- [STATED PROBLEM]:
Extract the passage from the AAAI acceptance announcement that runs from "Title:ViType: High-Fidelity Visual" to "lighting and perspective.", copying it word for word.

Several of Our Latest Research Achievements Have Been Accepted by AAAI-Tianjin University of Technology

Several of Our Latest Research Achievements Have Been Accepted by AAAI

Date : 2025-11-15

The AAAI Conference on Artificial Intelligence (AAAI) is a premier international venue in the field of artificial intelligence and is listed as a CCF Class-A recommended conference. AAAI 2026 will be held from January 20 to 27, 2026, in Singapore. This year, a total of 23,680 papers were submitted, with 4,167 papers accepted, resulting in an acceptance rate of 17.6%. The School of Computer Science has had four papers accepted to AAAI 2026, covering topics such as text-to-image generation, image manipulation detection and time-series classification. A brief introduction to the accepted papers is provided below:

Paper 1

Title:ViType: High-Fidelity Visual Text Rendering via Glyph-Aware Multimodal Diffusion

Summary: Current mainstream text-to-image (T2I) models still face three major challenges in visual text rendering: Lack of glyph-level understanding: Text encoders such as CLIP and T5 cannot perceive detailed character shapes and structures. Semantic–glyph confusion: Models often conflate “text to be rendered” with general semantic descriptions. Limited aesthetic quality: Generated images frequently suffer from poor integration of text with the background in terms of color, lighting and perspective.

- [GIVEN RECORDS]:

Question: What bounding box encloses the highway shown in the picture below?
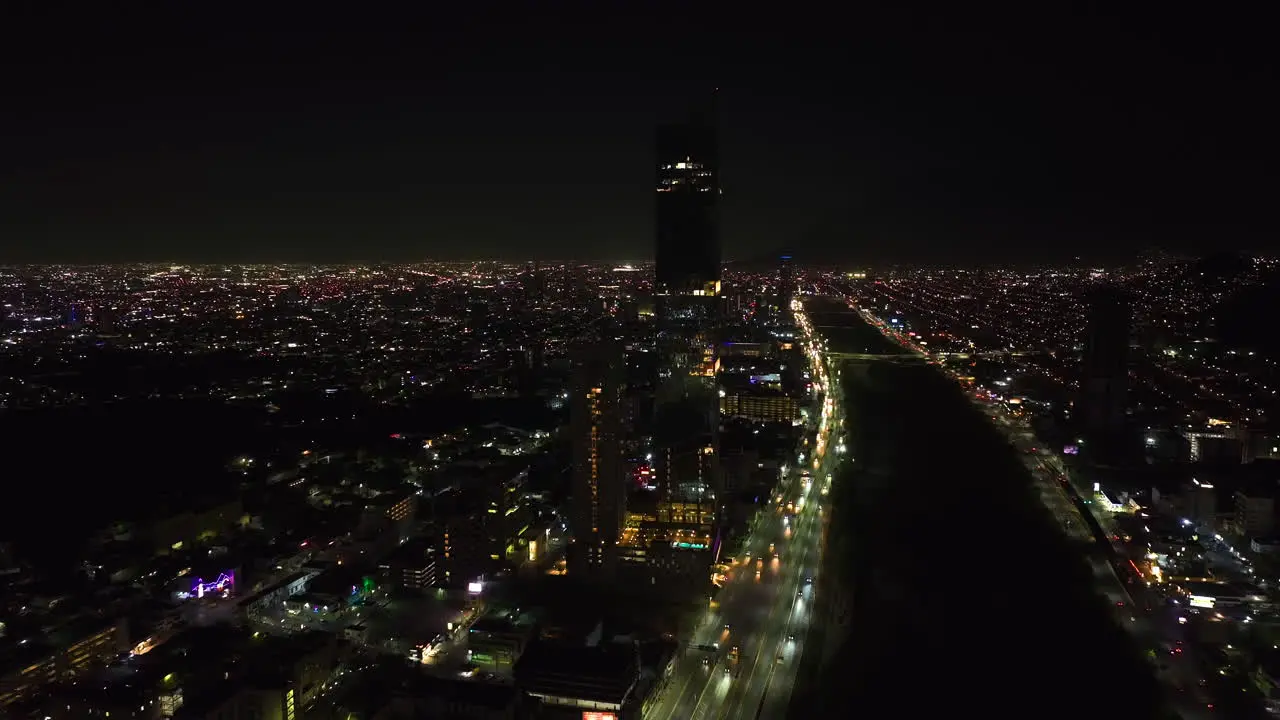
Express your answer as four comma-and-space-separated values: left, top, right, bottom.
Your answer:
645, 301, 844, 720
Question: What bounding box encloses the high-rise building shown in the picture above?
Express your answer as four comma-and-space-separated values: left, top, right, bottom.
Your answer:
1075, 288, 1133, 457
654, 102, 721, 296
778, 255, 796, 303
568, 341, 626, 578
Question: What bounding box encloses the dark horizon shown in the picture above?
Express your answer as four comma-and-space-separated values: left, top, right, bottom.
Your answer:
0, 8, 1280, 264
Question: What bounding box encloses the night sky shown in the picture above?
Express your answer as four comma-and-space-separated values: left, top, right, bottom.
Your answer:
0, 3, 1280, 263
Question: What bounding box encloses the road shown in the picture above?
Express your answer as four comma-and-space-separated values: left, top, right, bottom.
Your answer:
645, 301, 844, 720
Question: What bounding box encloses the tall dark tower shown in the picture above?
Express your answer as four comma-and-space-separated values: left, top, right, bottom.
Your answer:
1075, 288, 1133, 461
568, 341, 626, 579
654, 92, 721, 296
778, 255, 796, 318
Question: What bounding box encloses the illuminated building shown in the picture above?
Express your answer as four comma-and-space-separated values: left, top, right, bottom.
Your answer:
387, 493, 417, 523
513, 641, 640, 720
568, 341, 626, 577
0, 619, 129, 708
379, 538, 436, 591
618, 491, 718, 594
189, 633, 338, 720
436, 462, 532, 588
721, 392, 800, 423
174, 570, 236, 600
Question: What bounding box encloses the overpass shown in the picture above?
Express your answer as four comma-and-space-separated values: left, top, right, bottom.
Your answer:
823, 351, 928, 363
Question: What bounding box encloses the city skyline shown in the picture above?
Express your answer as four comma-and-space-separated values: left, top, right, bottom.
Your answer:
0, 5, 1276, 264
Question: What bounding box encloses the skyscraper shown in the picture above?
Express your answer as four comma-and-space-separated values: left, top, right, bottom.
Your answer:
568, 340, 626, 578
1075, 288, 1133, 459
654, 99, 721, 296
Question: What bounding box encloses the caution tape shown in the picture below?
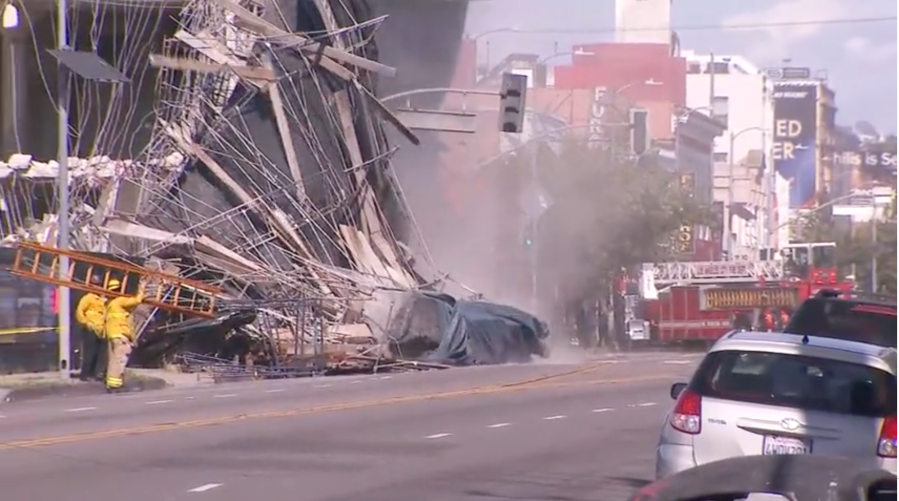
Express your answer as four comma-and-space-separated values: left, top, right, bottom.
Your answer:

- [COMPLETE ANSWER]:
Title:ViType: High-Fidelity Visual Text Rendering via Glyph-Aware Multimodal Diffusion

Summary: Current mainstream text-to-image (T2I) models still face three major challenges in visual text rendering: Lack of glyph-level understanding: Text encoders such as CLIP and T5 cannot perceive detailed character shapes and structures. Semantic–glyph confusion: Models often conflate “text to be rendered” with general semantic descriptions. Limited aesthetic quality: Generated images frequently suffer from poor integration of text with the background in terms of color, lighting and perspective.